(Image annotation data)
══════════════════════════════

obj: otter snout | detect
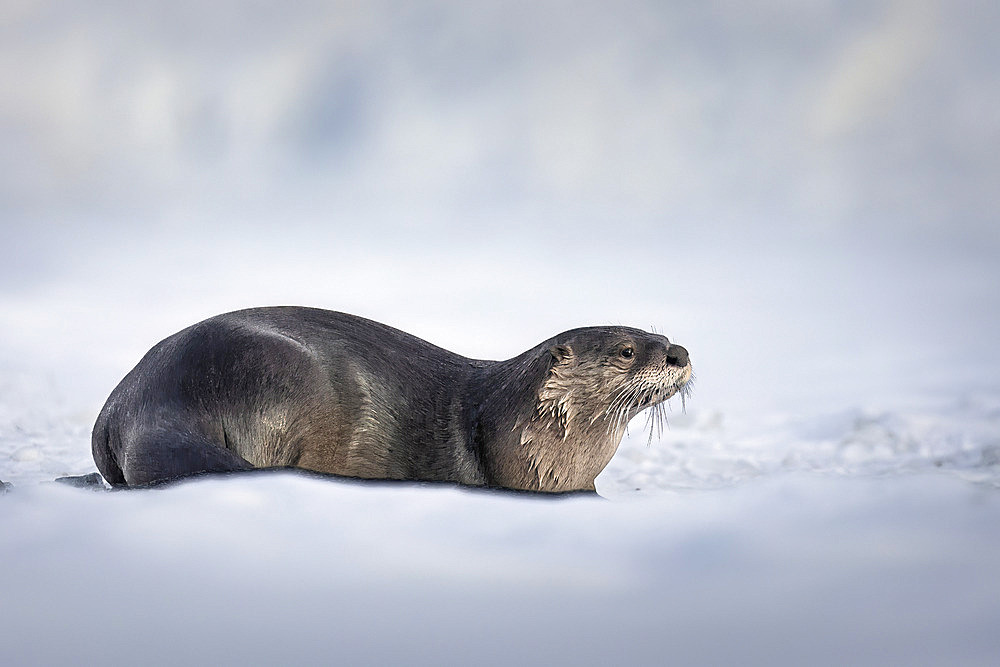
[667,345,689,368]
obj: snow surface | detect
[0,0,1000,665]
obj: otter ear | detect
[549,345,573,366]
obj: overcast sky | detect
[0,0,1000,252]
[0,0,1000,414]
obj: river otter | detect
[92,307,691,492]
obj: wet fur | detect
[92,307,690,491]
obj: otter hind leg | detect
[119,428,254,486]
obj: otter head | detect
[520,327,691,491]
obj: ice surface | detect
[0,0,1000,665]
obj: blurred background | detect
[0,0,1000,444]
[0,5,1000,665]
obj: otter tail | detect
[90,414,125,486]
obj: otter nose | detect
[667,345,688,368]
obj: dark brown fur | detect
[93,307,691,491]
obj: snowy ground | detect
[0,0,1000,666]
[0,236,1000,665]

══════════════════════════════

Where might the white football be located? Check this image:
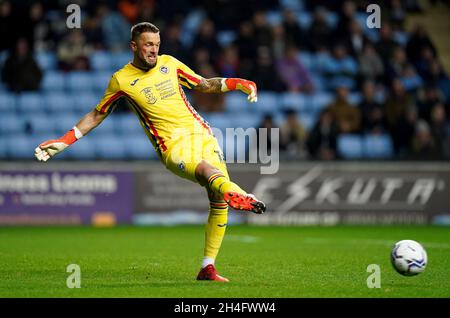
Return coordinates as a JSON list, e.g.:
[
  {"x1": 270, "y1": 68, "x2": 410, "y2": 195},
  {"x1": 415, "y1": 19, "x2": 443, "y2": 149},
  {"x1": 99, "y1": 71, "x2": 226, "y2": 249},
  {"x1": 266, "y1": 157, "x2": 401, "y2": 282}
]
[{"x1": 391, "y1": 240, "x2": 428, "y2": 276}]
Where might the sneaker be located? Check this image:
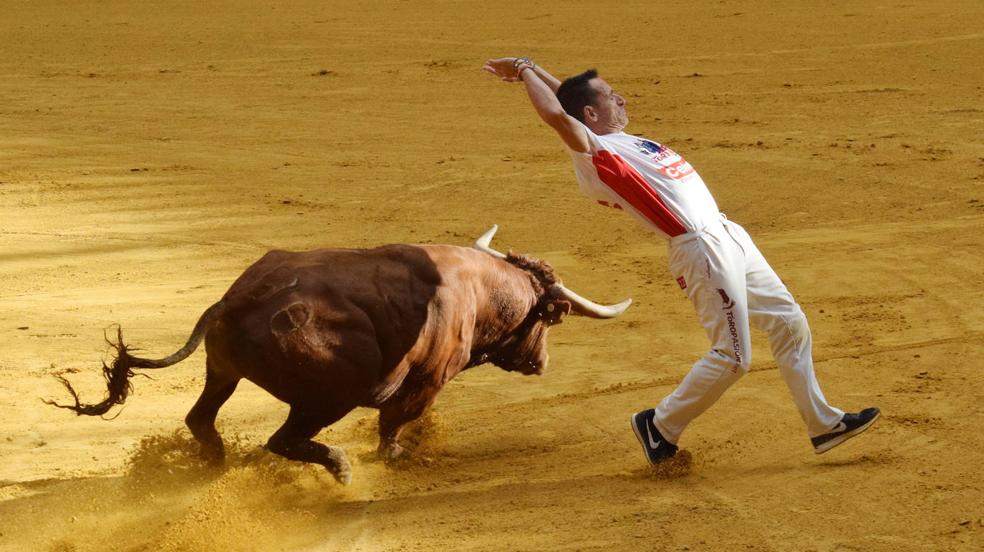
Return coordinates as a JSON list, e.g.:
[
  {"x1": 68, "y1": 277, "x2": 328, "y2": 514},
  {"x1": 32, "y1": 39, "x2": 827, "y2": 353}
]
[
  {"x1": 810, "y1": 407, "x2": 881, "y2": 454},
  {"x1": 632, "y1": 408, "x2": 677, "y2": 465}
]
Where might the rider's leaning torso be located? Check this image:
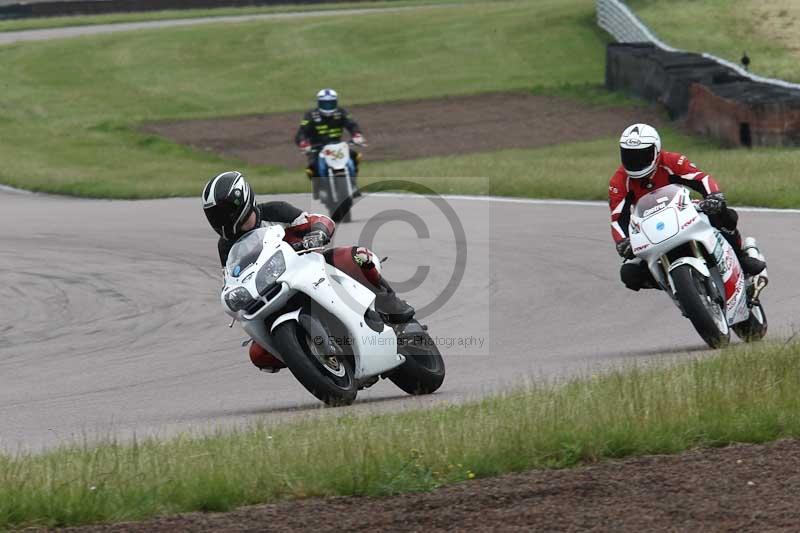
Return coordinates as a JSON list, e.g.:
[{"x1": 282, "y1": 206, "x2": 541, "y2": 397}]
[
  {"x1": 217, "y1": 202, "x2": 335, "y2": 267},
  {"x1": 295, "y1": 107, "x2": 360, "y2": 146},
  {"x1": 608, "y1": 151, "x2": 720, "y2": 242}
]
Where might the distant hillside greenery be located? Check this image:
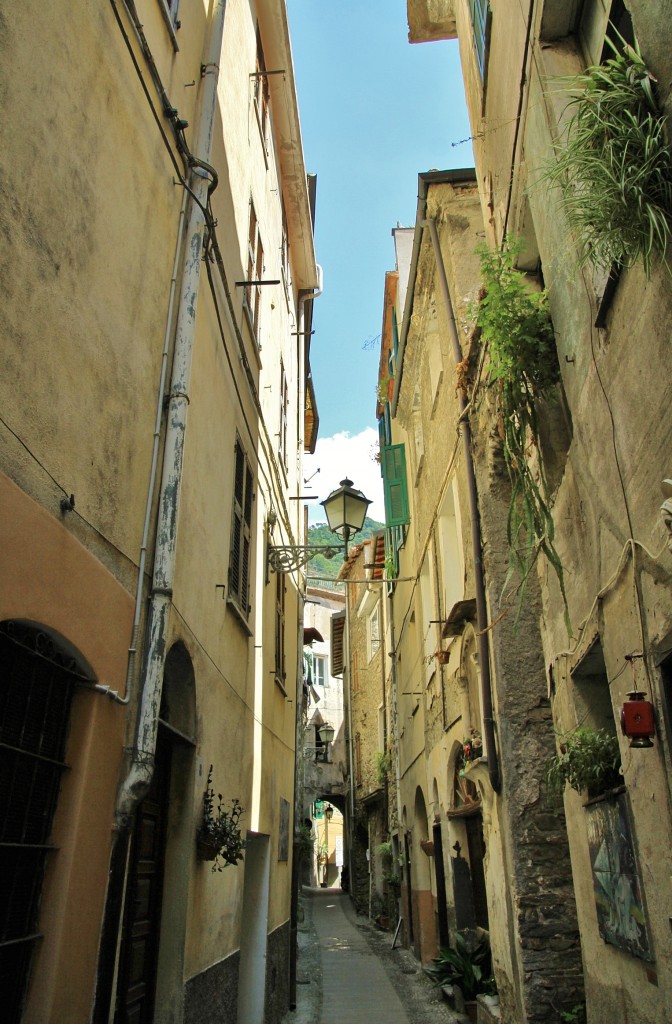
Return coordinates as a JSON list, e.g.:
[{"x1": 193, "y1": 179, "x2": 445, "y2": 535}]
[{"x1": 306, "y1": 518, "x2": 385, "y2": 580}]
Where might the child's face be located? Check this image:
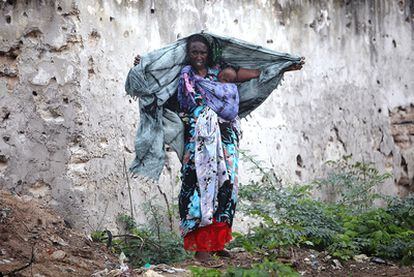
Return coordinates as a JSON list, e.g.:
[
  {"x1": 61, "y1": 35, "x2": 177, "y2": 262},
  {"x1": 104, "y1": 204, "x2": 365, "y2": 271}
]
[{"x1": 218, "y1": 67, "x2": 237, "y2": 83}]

══════════════════════════════

● Work required:
Please print the lines above word for word, starting with the line containing "obj: otter snout | detect" and ending with the line containing "[92,307,690,491]", both included. Leave the pictures out of your answer.

● Written answer:
obj: otter snout | detect
[667,345,689,368]
obj: snow surface | detect
[0,0,1000,665]
obj: otter ear | detect
[549,345,573,366]
obj: overcast sky | detect
[0,0,1000,252]
[0,0,1000,414]
obj: river otter | detect
[92,307,691,492]
obj: wet fur | detect
[92,307,690,491]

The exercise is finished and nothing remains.